**What to produce:**
Your answer must be an exact copy of all the entries.

- - -

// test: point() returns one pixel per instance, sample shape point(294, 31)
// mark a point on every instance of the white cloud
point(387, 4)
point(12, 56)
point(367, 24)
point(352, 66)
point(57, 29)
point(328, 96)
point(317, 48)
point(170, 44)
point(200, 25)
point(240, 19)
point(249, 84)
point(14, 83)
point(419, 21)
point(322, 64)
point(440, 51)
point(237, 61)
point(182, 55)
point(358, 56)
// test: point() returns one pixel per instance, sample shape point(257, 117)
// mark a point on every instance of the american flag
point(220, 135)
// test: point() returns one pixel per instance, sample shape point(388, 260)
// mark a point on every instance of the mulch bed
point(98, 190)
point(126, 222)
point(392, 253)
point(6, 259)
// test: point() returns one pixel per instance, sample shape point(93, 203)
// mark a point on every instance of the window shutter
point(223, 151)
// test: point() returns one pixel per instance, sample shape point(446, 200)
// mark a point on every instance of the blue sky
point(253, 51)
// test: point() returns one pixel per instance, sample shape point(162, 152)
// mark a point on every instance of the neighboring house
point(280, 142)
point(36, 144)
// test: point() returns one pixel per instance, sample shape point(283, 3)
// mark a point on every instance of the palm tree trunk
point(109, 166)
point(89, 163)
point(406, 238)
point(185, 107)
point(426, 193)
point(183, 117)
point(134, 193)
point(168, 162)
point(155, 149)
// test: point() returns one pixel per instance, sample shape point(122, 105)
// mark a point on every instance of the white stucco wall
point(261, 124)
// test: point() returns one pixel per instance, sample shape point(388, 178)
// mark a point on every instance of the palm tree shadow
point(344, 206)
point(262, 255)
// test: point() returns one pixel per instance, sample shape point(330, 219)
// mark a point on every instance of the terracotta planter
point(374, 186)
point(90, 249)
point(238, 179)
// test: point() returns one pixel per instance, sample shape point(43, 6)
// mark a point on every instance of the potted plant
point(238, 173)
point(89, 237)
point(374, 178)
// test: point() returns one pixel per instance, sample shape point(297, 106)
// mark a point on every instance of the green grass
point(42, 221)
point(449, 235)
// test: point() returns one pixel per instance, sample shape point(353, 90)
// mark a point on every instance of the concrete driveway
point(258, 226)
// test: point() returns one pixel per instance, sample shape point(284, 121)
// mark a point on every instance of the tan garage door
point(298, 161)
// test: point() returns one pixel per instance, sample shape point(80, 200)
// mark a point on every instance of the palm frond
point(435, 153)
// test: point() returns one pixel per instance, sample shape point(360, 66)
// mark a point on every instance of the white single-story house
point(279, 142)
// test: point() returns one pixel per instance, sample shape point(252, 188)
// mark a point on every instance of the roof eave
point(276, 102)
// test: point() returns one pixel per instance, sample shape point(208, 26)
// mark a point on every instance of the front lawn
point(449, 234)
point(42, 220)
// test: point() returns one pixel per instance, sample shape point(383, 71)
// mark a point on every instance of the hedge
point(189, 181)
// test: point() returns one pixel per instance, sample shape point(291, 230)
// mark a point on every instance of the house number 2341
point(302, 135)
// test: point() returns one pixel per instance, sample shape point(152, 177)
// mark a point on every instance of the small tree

- - -

**Written solution:**
// test: point() returns one pixel per instance, sample shape point(294, 31)
// mark a point on every instance of the white cloud
point(387, 4)
point(12, 56)
point(367, 24)
point(352, 66)
point(57, 29)
point(328, 96)
point(317, 48)
point(170, 44)
point(200, 25)
point(240, 19)
point(249, 84)
point(14, 83)
point(419, 21)
point(322, 64)
point(440, 51)
point(237, 61)
point(182, 55)
point(358, 56)
// test: point() returns one pixel per instance, sample shape point(257, 117)
// mark a point on every instance of the american flag
point(220, 135)
// test: point() returns one pixel per instance, sample shape point(388, 260)
// mark a point on every instance of the mulch bed
point(98, 190)
point(126, 222)
point(392, 253)
point(6, 259)
// test: point() returns one pixel per instance, sample shape point(93, 203)
// mark a point on every instance of the window shutter
point(223, 151)
// test: point() returns one pixel per instance, sample shape point(446, 200)
// mark a point on every instance of the blue sky
point(253, 51)
// test: point() returns one pixel per instance, sample shape point(162, 152)
// mark a point on every instance of the neighboring house
point(280, 142)
point(36, 144)
// test: point() returns one pixel per instance, sample shape point(283, 3)
// mark a point on every instance of the palm tree trunk
point(109, 166)
point(89, 163)
point(406, 238)
point(185, 107)
point(426, 193)
point(183, 117)
point(134, 193)
point(168, 162)
point(155, 149)
// test: point() returns one pixel per instance, sample shape point(122, 105)
// mark a point on every instance of the white stucco wall
point(261, 124)
// test: point() returns one pixel per instance, sample shape point(388, 178)
// mark a point on every instance of the palm tree shadow
point(344, 206)
point(262, 255)
// test: point() returns one pixel per instance, sample shape point(330, 219)
// mark a point on every instance of the terracotta planter
point(374, 186)
point(90, 249)
point(238, 179)
// test: point() returns one pixel per instance, sample shape point(43, 6)
// mark a point on every instance of the potted plant
point(238, 173)
point(89, 237)
point(374, 178)
// test: point() returns one pixel per instance, sample shape point(297, 106)
// mark a point on every instance of the green grass
point(42, 221)
point(449, 235)
// test: point() returns one pixel per instance, sample shape point(353, 90)
// mark a point on every instance of the concrete driveway
point(258, 226)
// test: point() returns one pixel per instance, sample shape point(284, 121)
// mark a point on every instance of the tan garage door
point(298, 161)
// test: point() returns one pixel per instance, sample shape point(80, 200)
// mark a point on every instance of the palm frond
point(435, 153)
// test: point() returns one pixel per instance, sample shape point(360, 66)
// mark a point on every instance of the white single-story house
point(279, 142)
// test: point() returns one pixel per instance, sample shape point(252, 188)
// mark a point on every instance of the roof eave
point(276, 102)
// test: point() returns one pixel per instance, sample shape point(208, 26)
// mark a point on every instance of the front lawn
point(449, 234)
point(42, 220)
// test: point() returns one pixel per instance, sample shape point(383, 71)
// mark a point on every instance of the hedge
point(189, 181)
// test: point() returns one pixel per instance, sample shape point(291, 230)
// mark a point on every instance of the house number 2341
point(302, 135)
// test: point() returns one pixel per instance, sample shape point(152, 177)
// mark a point on every instance of the small tree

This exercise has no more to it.